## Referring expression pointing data
· · ·
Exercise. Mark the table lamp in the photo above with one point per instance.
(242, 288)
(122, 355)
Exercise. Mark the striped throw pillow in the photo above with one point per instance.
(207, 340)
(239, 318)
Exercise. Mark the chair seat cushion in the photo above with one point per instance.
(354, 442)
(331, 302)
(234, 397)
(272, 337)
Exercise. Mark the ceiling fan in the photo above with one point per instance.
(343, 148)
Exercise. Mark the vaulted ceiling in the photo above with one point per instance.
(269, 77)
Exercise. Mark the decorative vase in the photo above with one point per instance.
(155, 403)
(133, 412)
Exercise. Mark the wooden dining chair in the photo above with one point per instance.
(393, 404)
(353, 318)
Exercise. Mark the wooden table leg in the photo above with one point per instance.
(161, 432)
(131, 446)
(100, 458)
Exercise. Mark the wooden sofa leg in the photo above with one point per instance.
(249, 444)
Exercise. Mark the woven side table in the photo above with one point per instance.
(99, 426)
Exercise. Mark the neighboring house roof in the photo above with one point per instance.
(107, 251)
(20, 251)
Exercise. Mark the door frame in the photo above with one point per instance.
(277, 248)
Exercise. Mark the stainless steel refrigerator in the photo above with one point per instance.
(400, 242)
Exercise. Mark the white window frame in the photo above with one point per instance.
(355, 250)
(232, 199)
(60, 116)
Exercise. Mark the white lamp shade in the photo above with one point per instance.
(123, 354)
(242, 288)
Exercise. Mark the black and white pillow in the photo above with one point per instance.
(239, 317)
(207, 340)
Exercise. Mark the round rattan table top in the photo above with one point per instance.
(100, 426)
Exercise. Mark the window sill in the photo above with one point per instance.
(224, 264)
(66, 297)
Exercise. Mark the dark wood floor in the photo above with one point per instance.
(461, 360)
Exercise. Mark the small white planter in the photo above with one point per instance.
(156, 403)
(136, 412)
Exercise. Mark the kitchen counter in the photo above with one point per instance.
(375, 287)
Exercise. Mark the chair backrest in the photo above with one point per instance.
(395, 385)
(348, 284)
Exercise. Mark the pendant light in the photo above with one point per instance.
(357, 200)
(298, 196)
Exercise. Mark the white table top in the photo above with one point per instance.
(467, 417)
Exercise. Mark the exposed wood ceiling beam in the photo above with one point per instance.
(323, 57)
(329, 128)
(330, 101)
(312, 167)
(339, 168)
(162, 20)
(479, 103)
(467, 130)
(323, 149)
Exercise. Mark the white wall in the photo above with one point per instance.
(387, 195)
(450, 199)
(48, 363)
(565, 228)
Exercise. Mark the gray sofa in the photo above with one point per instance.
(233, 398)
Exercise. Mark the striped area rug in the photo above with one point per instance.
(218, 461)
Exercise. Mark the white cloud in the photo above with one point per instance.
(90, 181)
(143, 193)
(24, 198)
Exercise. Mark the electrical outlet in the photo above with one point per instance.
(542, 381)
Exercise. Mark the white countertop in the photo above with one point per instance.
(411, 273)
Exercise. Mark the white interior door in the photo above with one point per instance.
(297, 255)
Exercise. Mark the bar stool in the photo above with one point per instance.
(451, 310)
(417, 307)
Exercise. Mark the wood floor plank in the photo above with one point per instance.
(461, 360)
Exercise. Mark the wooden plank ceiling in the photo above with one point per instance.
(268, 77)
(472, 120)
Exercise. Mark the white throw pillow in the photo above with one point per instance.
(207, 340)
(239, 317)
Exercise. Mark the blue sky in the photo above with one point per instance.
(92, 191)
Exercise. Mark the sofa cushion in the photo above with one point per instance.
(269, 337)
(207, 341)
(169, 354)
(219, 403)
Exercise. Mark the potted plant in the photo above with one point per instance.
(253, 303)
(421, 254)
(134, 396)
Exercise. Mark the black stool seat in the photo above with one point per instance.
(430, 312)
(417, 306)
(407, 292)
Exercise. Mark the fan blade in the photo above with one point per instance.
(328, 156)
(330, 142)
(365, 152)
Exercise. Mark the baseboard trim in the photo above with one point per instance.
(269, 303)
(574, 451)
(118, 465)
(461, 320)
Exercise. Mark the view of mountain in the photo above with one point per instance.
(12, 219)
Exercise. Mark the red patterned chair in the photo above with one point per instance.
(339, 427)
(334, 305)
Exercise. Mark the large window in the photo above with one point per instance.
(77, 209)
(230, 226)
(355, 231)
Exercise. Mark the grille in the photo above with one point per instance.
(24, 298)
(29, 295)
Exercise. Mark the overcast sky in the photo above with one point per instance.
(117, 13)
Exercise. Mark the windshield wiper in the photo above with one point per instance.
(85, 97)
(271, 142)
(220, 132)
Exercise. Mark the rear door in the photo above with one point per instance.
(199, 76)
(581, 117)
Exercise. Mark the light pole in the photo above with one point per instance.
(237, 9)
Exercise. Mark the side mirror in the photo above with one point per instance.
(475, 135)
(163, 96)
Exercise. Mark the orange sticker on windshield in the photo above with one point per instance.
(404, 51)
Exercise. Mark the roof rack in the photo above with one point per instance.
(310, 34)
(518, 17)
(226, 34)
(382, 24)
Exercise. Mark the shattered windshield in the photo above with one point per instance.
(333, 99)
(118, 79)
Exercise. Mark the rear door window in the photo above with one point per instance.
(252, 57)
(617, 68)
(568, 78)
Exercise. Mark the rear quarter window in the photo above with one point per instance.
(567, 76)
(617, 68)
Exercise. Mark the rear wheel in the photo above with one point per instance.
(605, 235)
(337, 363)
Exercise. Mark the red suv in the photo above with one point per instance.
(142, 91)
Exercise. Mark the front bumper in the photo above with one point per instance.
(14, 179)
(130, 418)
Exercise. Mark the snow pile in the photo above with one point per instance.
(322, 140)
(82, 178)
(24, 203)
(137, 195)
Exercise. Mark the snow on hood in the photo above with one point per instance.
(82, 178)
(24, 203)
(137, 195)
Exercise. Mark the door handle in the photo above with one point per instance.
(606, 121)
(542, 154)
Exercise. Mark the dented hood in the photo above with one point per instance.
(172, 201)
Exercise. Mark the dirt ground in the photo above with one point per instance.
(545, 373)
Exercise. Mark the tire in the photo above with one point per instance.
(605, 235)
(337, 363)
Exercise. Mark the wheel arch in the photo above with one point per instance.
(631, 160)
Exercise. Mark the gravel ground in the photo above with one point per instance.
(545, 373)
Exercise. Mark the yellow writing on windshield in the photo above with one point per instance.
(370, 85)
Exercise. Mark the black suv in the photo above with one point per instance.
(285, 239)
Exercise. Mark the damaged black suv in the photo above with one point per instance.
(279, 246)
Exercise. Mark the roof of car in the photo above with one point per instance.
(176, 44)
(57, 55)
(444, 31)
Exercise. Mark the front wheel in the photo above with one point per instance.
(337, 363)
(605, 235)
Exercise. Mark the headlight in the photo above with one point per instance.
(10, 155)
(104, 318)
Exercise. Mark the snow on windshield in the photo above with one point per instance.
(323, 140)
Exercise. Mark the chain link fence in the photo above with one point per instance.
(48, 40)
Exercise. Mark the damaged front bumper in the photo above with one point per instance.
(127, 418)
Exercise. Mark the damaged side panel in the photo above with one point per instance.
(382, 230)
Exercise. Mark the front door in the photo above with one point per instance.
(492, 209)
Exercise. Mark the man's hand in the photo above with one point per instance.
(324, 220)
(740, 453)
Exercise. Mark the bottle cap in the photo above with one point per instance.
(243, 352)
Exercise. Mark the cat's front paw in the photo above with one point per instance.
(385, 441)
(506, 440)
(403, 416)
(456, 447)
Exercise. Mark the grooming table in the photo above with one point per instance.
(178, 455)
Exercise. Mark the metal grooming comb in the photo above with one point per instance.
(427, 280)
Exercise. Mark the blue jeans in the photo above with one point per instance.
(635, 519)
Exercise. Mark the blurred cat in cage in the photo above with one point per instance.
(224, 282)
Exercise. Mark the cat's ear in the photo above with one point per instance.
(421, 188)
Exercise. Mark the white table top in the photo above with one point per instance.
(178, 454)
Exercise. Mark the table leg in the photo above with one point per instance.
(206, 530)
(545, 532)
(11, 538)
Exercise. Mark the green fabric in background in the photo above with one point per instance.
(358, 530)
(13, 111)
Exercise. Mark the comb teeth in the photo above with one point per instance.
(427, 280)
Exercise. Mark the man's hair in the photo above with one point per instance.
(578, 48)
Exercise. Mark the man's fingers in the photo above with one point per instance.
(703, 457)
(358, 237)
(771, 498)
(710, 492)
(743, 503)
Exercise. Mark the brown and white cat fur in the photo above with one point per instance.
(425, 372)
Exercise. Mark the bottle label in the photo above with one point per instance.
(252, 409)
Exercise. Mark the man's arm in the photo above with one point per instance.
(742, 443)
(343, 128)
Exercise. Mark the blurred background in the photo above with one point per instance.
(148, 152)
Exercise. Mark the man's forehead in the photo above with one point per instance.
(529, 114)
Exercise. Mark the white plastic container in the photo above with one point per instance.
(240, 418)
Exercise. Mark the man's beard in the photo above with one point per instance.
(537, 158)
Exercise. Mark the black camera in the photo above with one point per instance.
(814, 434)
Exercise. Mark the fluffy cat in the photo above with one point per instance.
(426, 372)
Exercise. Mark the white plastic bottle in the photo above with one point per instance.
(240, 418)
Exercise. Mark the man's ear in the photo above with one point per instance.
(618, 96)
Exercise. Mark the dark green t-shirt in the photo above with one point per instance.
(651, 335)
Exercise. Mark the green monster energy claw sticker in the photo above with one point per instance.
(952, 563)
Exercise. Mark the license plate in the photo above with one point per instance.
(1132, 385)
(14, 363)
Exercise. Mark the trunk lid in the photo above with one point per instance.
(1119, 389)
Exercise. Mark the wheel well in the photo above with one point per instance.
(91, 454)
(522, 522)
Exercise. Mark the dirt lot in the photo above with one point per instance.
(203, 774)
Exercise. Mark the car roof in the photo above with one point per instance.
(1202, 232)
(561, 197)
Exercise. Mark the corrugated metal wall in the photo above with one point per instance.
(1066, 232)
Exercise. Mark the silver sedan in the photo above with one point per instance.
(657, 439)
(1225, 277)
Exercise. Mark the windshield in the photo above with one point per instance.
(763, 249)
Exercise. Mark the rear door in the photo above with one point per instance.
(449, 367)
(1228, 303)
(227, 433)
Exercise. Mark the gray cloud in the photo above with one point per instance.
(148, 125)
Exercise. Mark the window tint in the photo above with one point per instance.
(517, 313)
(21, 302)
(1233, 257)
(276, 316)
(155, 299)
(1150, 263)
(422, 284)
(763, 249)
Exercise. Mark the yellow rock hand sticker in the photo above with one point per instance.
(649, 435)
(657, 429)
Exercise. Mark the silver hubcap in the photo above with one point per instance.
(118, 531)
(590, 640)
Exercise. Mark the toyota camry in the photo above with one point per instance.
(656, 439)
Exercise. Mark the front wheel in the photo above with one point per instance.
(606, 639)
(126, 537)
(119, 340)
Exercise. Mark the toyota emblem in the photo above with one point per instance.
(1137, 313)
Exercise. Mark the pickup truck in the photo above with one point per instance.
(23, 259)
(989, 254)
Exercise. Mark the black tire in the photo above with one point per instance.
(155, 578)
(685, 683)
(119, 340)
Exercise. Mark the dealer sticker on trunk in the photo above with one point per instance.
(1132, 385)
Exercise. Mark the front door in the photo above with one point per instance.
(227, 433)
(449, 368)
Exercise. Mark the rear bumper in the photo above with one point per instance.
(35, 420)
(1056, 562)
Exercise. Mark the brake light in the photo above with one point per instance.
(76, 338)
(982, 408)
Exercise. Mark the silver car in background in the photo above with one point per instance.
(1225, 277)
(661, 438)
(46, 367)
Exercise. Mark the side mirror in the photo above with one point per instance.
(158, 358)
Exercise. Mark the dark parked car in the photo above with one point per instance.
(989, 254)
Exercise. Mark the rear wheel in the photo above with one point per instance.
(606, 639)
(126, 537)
· · ·
## EXERCISE
Could you write out, unchanged, the line with "Exercise. Mark the rear bumper" and every line after it in the data above?

## FINISHED TASK
Exercise. Mark the rear bumper in the photo above with one point per instance.
(35, 420)
(1056, 562)
Exercise. Mark the brake light in the photo above with one point per instance.
(76, 338)
(982, 408)
Exercise. Mark the silver car in background in the photo above with one point per instance.
(1225, 277)
(661, 438)
(46, 367)
Exercise. Mark the side mirror in the photo above with one point per instance.
(158, 358)
Exercise. Mark the dark parked car in the photo above with one point per instance.
(989, 254)
Exercise. Mark the rear wheel in the photo above with one point per instance.
(606, 639)
(126, 537)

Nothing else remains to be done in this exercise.